YOUR TASK :: An exact copy of every record is needed.

AVAILABLE DATA ::
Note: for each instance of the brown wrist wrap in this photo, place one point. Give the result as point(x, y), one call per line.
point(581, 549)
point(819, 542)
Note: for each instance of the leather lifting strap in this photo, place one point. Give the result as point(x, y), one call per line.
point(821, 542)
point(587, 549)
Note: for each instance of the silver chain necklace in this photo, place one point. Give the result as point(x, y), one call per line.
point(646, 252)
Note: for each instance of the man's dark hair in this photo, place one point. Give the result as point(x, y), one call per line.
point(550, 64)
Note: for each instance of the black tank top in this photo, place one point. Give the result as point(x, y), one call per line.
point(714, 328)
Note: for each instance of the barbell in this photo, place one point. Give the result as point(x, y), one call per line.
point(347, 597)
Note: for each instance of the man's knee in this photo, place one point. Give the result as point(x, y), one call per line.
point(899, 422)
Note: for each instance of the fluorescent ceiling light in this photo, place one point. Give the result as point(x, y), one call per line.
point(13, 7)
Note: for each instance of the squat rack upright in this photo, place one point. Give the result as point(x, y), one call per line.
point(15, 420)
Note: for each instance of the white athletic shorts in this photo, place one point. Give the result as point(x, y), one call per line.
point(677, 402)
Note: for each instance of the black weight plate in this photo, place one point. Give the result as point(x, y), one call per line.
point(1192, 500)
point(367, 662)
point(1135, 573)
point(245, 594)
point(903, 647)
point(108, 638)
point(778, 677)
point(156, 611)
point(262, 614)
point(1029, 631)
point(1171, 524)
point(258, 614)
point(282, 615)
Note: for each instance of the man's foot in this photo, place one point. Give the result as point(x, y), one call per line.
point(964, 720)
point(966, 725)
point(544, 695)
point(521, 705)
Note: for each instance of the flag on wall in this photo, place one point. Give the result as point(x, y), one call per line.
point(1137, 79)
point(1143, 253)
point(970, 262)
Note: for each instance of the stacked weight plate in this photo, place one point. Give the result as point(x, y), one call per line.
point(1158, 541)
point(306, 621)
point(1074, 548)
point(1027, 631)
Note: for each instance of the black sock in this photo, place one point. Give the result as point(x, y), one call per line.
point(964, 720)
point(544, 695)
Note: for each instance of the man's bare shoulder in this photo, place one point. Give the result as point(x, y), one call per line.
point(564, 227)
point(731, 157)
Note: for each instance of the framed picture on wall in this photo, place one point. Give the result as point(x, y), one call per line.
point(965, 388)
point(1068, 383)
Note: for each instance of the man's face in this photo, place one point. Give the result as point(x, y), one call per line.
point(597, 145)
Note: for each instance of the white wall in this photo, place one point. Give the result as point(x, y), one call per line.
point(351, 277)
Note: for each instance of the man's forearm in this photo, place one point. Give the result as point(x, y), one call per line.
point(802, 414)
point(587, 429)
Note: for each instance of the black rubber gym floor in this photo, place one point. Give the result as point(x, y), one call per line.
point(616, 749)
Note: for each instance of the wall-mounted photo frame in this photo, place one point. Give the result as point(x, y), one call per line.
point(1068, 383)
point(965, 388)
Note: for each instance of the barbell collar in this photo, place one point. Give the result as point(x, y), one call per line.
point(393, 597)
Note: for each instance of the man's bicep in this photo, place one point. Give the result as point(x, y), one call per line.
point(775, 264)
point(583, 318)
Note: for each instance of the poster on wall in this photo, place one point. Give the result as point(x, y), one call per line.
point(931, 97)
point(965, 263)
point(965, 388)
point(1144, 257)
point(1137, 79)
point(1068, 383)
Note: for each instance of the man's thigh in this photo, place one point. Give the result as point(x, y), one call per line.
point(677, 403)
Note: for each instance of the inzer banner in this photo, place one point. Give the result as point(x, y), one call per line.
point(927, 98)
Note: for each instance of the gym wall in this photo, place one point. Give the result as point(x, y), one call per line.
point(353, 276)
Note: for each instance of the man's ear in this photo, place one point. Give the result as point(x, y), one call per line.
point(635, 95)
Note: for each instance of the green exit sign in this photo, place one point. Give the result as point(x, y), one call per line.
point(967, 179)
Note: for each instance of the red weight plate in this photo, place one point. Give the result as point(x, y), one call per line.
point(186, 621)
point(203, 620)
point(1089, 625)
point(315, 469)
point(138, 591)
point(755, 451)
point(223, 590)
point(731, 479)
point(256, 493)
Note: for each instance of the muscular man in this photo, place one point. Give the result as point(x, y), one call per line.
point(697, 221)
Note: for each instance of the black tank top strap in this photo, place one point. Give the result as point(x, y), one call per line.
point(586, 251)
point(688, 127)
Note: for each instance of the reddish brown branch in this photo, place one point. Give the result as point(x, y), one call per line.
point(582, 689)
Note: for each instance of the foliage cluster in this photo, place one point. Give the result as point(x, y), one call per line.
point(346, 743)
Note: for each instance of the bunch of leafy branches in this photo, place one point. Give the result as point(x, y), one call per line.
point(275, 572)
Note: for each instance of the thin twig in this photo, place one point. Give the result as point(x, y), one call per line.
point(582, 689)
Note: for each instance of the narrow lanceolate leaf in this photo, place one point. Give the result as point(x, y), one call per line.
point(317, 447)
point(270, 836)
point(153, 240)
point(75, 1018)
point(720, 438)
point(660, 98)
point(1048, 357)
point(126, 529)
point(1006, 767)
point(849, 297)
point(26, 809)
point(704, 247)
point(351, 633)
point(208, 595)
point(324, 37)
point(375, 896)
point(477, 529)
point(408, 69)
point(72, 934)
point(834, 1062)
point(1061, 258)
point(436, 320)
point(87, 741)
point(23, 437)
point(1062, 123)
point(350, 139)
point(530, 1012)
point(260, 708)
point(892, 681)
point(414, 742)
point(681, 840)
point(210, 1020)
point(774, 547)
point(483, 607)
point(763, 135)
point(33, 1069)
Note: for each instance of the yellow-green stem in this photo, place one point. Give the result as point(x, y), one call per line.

SOLUTION TO THIS TASK ::
Note: for each instance of the brown wrist wrap in this photo, place one point. Give the result as point(x, y), one call per line.
point(581, 549)
point(819, 542)
Note: for each instance of the leather lifting strap in this photo, place one point. Give the result as point(x, y), one call per line.
point(821, 542)
point(587, 549)
Note: for each instance of the silver chain necklace in this photo, place one point. Give the result as point(x, y), one call per line.
point(646, 252)
Note: for each instance of the man's dark hair in this photo, place one point. Give the result as point(x, y), one call per line.
point(550, 64)
Note: for each instance of the black tank top in this photo, place one point. Give the result as point(x, y), one call per line.
point(714, 328)
Note: for each instance of the barbell in this photo, place one point. Give the result as point(x, y), one call per line.
point(347, 597)
Note: for each instance of the man's knee in this photo, place one point. Give the result as point(x, y), one call per line.
point(899, 422)
Note: for each instance of the fluorescent ceiling light in this photo, place one point. Give the result as point(x, y), one call per line.
point(13, 7)
Note: for each instance of the squat rack upright in this photo, place one point. Give the result as point(x, y), one call per line.
point(15, 420)
Note: for each instance of the white athletic shorts in this photo, place one point. Give the result as point(x, y), one call per line.
point(677, 402)
Note: for each instance of the black weight plate in this photo, place one point. Give the result as point(x, y), one call per line.
point(1192, 500)
point(367, 662)
point(1135, 573)
point(245, 594)
point(903, 647)
point(108, 638)
point(778, 677)
point(156, 611)
point(262, 614)
point(1029, 631)
point(1171, 524)
point(258, 614)
point(282, 615)
Note: for each instance of the man's foot in this photo, place one point. Give the result as point(x, y), one call per line.
point(964, 720)
point(966, 725)
point(544, 695)
point(521, 705)
Note: for each instance of the flag on wall in this photo, place one point. Give the result as point(x, y), one call per line.
point(1137, 79)
point(1143, 253)
point(970, 262)
Note: for each instance of the stacked weight plate in this photo, place one point. Give the result as point(x, y), one call per line.
point(1158, 541)
point(306, 621)
point(1074, 548)
point(1027, 631)
Note: for each instance of the black sock in this photo, place one point. Give the result as point(x, y), one call per line.
point(964, 720)
point(544, 695)
Note: for each instance of the man's bare shoulder in this photo, place one point. Give the result as point(x, y), one call per line.
point(564, 227)
point(731, 157)
Note: for each instance of the framed picture on wall in this photo, place one point. Give the result as point(x, y), one call per line.
point(965, 388)
point(1068, 383)
Note: for each instance of the man's face in this photo, place one point. Give the result as point(x, y), one call per line.
point(597, 145)
Note: for each instance of the white wall in this photo, place one point. Give the result as point(x, y), one call per line.
point(351, 277)
Note: for each instance of the man's forearm in this photo, place one point. Give the result as point(x, y), one call per line.
point(802, 414)
point(587, 429)
Note: for each instance of the black rubber gym floor in this photo, place one point. Give the result as point(x, y), one call per line.
point(616, 749)
Note: for each instance of the wall-mounted photo frame in this photo, place one point. Give the result as point(x, y), one call per line.
point(1068, 383)
point(965, 388)
Note: for each instance of the barbell collar in this photo, place one point. Give the result as point(x, y), one call per line.
point(393, 597)
Note: for each instance of the man's bicep in this photo, place one point. Give the result as point(x, y), one call per line.
point(775, 264)
point(583, 318)
Note: for each instance of the poster on wall in this photo, place one point. Give the result as point(x, y), one call per line.
point(931, 97)
point(965, 263)
point(965, 388)
point(1144, 257)
point(1137, 79)
point(1068, 383)
Note: for each instance of the man's thigh in this photo, place one point. Give the result as point(x, y), one call per line.
point(677, 403)
Note: for each instance of the inzer banner in this photo, place one point. Give the result as point(x, y), one call per line.
point(927, 98)
Note: for each instance of the gym wall in this photo, place one point. Give the result as point(x, y), one call per line.
point(353, 276)
Note: for each instance of the man's ear in this photo, place one point. Give the result as point(x, y), one call per line.
point(635, 95)
Note: for each instance of the green exit sign in this photo, place one point. Give the result as point(x, y), one call per line.
point(967, 179)
Note: for each instance of the red weight plate in this photo, place one point. Give the result as point(x, y), one call per line.
point(186, 621)
point(203, 620)
point(1089, 625)
point(315, 469)
point(138, 591)
point(755, 451)
point(223, 590)
point(731, 479)
point(256, 493)
Note: for each instance of the muscular man in this photo, place one point. Give the result as point(x, y), one call per line.
point(697, 221)
Note: for each instance of the black tank top strap in this photo, place one point. Give the result as point(x, y), one call per line.
point(586, 251)
point(688, 127)
Note: for each instance of the reddish brown branch in this photo, place one point. Give the result as point(x, y), one call per line.
point(582, 689)
Note: for each instance of the foliage cluster in this photo, place one point. Give the result as point(x, y), one call per line.
point(346, 743)
Note: for each instance of the bunch of leafy branches in this photo, place one point. Give the result as point(x, y), one call per line.
point(275, 572)
Note: for each instance of the thin twig in this photo, place one point. Give the result as point(x, y), one call per line.
point(582, 689)
Note: for each instance of the narrow lanceolate leaf in this photo, place one point. Give the result as point(x, y), one call per line.
point(317, 447)
point(270, 836)
point(153, 240)
point(75, 1018)
point(720, 438)
point(660, 98)
point(1048, 357)
point(126, 529)
point(1006, 767)
point(849, 297)
point(26, 809)
point(704, 247)
point(351, 633)
point(208, 595)
point(324, 37)
point(375, 896)
point(477, 529)
point(408, 69)
point(72, 934)
point(834, 1062)
point(1061, 258)
point(436, 320)
point(87, 741)
point(23, 437)
point(1062, 123)
point(350, 139)
point(530, 1012)
point(260, 708)
point(892, 681)
point(414, 742)
point(681, 840)
point(210, 1020)
point(774, 547)
point(483, 607)
point(763, 135)
point(33, 1069)
Note: for each instance of the yellow-green stem in this photo, place one point. Give the result as point(x, y), one call per line.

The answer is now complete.